## Given task
What recommendation does the game book review give?

— Start Supplied passage —

GURPS Cabal Capsule Review by Doyle Wayne Ramos-Tavener on 13/08/01
Style: 4 (Classy and well done)
Substance: 5 (Excellent!)
Hermetic Magic...and a little bit more.
Product: GURPS Cabal
Author: Kenneth Hite
Company/Publisher: Steve Jackson Games
Page count: 128
Year published: 2001
Comp copy?: no
Capsule Review by Doyle Wayne Ramos-Tavener on 13/08/01
Genre tags: Fantasy Modern day Historical Horror Conspiracy Vampire Gothic
By Kenneth Hite
Published by Steve Jackson Games
1 - Bias: Every reviewer possesses bias in abundance. Mine include: a fondness for Nephilim, the Once and Future Occult RPG that Kenneth Hite was writer and eventual line editor for; a fascination with using the historical occult in RPGs; a lack of kind thoughts for GURPS, the RPG with more system than game.
2 - Contents: GURPS Cabal is a 128 page book, laid out and illustrated in the usual SJG style, with two one-half page-width columns and copious sidebar material, broken up by the occasional map, illustration or full page text box.
There are eight sections in the book, including: Lies and Legends: The history of the Cabal; Laws and Lodges: How the Cabal functions; Realms and Spheres: The Otherworld of Cabal; Hermetic Magic: How to do it; Cabal Campaigns: How to run it; Cabal Characters: The usual crunchy GURPS bits; Wonders and Magics: A few trinkets and some very interesting magical techniques; God and Monsters: How to kill them (PCs, not the Gods & Monsters)
3 - Recommendation: Buy it now.
4 - Criticism: While I unabashedly recommend that you rush out and purchase GURPS Cabal immediately, this is not Mr. Hite's finest achievement. It suffers from the flaw that many sourcebooks (and in particular, GURPS sourcebooks) suffer from, in that the reader receives the distinct impression that the book consists of many fine elements spliced together, but that none of them were developed to their greatest potential.
One imagines Mr. Hite, arrayed in bloodstained apron and leather gloves, furiously stitching mismatched limbs together, muttering under his sweat-soaked surgical mask, "Not enough time, not enough time!"
(But such are the conceits of the critic. Ultimately, the true motives and methods of the author vanish beneath the weight of fantasies of the reader, whose imagination creeps beyond the bounds of narrative into the backyard of the writer, where he is assuredly unwelcome, as J. D. Salinger will no doubt attest.)
The Cabal - the occult organization that is the ostensible focus of the book - is the prime example of this. A loose confederation of supernaturals and sorcerers, the Cabal has used its stranglehold on a particular form of Hermetic lore - the astrological decans - to secure its position as secret masters of the occult world.

— End Supplied passage —
— Start Material —

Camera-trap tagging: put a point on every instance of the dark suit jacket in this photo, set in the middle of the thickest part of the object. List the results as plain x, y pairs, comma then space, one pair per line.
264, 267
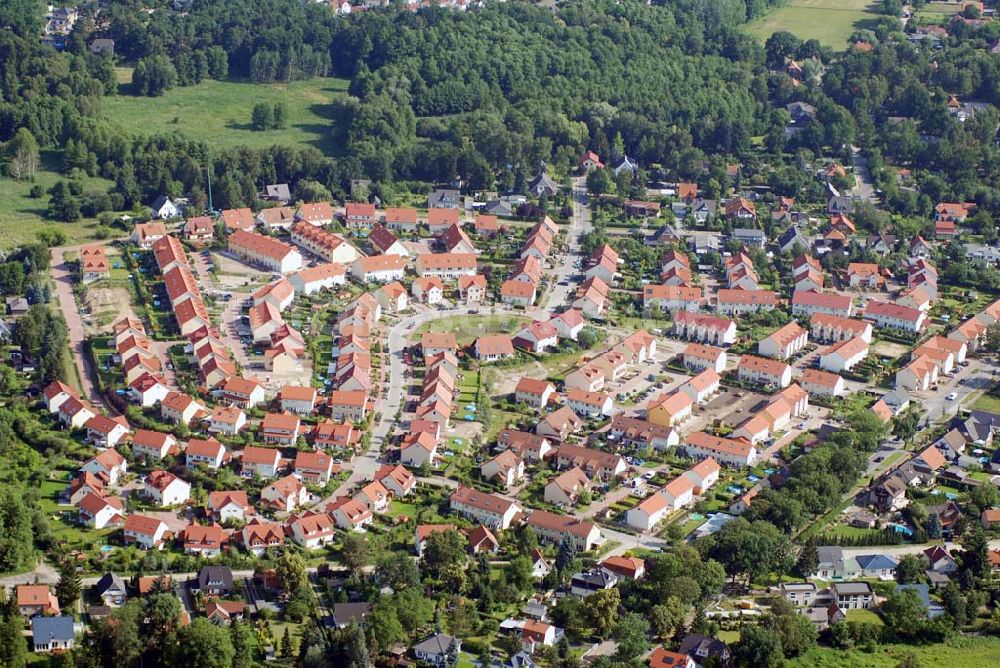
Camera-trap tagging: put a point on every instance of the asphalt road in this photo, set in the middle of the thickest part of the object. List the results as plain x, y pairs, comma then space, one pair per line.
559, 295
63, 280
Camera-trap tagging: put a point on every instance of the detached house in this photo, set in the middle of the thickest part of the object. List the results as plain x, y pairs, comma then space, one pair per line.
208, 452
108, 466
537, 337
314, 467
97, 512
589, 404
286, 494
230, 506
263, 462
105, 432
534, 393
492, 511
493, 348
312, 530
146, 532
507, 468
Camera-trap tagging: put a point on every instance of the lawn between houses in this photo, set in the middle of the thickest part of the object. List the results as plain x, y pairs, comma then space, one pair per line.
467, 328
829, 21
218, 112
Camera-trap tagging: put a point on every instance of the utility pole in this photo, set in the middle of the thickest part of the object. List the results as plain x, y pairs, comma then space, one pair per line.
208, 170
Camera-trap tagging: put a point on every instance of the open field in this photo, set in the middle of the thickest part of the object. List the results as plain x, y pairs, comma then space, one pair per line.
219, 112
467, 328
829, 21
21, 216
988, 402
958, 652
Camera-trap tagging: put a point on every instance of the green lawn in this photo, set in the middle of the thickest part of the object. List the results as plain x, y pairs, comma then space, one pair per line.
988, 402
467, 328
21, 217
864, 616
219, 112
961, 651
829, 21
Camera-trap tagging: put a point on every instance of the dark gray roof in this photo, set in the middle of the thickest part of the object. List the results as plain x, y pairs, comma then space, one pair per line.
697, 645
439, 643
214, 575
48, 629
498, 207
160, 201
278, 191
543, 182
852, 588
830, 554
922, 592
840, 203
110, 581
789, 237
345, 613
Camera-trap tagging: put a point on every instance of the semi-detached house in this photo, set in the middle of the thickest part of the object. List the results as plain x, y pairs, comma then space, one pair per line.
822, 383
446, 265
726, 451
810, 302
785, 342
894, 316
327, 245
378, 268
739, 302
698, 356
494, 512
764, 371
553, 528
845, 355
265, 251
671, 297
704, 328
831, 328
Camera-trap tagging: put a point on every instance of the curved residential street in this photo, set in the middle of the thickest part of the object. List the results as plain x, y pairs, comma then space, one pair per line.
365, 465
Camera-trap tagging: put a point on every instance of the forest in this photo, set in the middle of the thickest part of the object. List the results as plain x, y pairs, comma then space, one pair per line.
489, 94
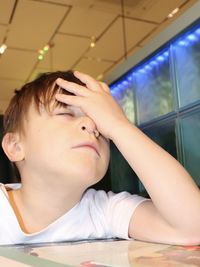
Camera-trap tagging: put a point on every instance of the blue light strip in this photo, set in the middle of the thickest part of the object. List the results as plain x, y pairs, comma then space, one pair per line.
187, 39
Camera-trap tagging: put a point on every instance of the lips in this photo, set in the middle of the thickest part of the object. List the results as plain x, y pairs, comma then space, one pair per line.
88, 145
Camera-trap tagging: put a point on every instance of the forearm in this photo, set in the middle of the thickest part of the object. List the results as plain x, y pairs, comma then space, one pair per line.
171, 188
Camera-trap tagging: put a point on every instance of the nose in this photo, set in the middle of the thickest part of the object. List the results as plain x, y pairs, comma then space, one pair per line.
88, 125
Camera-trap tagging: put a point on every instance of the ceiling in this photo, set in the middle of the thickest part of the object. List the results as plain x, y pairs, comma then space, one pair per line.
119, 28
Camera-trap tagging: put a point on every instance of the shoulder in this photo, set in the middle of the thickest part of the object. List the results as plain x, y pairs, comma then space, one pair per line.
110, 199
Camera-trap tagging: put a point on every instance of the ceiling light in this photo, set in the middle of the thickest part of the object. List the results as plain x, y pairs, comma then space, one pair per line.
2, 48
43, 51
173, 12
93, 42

— End Material —
— Start Material —

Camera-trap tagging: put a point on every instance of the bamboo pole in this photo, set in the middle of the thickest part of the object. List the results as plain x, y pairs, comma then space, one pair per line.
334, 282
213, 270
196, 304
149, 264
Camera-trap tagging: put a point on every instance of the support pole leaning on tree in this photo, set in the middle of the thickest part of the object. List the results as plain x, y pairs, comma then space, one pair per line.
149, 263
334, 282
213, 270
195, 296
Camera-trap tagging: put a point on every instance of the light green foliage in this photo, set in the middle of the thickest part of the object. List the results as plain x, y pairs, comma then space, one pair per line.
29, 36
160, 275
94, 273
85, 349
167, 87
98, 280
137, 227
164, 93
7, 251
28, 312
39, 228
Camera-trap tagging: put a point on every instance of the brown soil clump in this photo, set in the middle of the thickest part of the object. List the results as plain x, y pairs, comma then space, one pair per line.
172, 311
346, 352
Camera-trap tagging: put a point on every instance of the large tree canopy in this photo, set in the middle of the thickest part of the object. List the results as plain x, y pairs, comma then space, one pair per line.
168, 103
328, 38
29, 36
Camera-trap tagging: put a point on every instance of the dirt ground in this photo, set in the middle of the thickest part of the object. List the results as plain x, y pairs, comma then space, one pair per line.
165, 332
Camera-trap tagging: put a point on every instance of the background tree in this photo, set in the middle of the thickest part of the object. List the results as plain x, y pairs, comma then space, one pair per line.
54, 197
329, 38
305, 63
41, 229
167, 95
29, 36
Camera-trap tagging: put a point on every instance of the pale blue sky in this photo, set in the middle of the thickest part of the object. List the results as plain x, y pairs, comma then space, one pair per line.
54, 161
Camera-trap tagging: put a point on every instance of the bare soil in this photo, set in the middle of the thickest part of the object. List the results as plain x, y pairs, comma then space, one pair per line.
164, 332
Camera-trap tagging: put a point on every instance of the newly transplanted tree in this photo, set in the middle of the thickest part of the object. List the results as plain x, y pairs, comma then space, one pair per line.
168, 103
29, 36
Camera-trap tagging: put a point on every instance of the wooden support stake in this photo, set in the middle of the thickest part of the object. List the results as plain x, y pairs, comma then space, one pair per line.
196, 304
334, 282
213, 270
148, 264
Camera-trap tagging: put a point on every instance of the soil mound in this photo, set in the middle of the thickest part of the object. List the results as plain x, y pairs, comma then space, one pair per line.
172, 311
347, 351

— End Material —

## Correct result
Buy it now.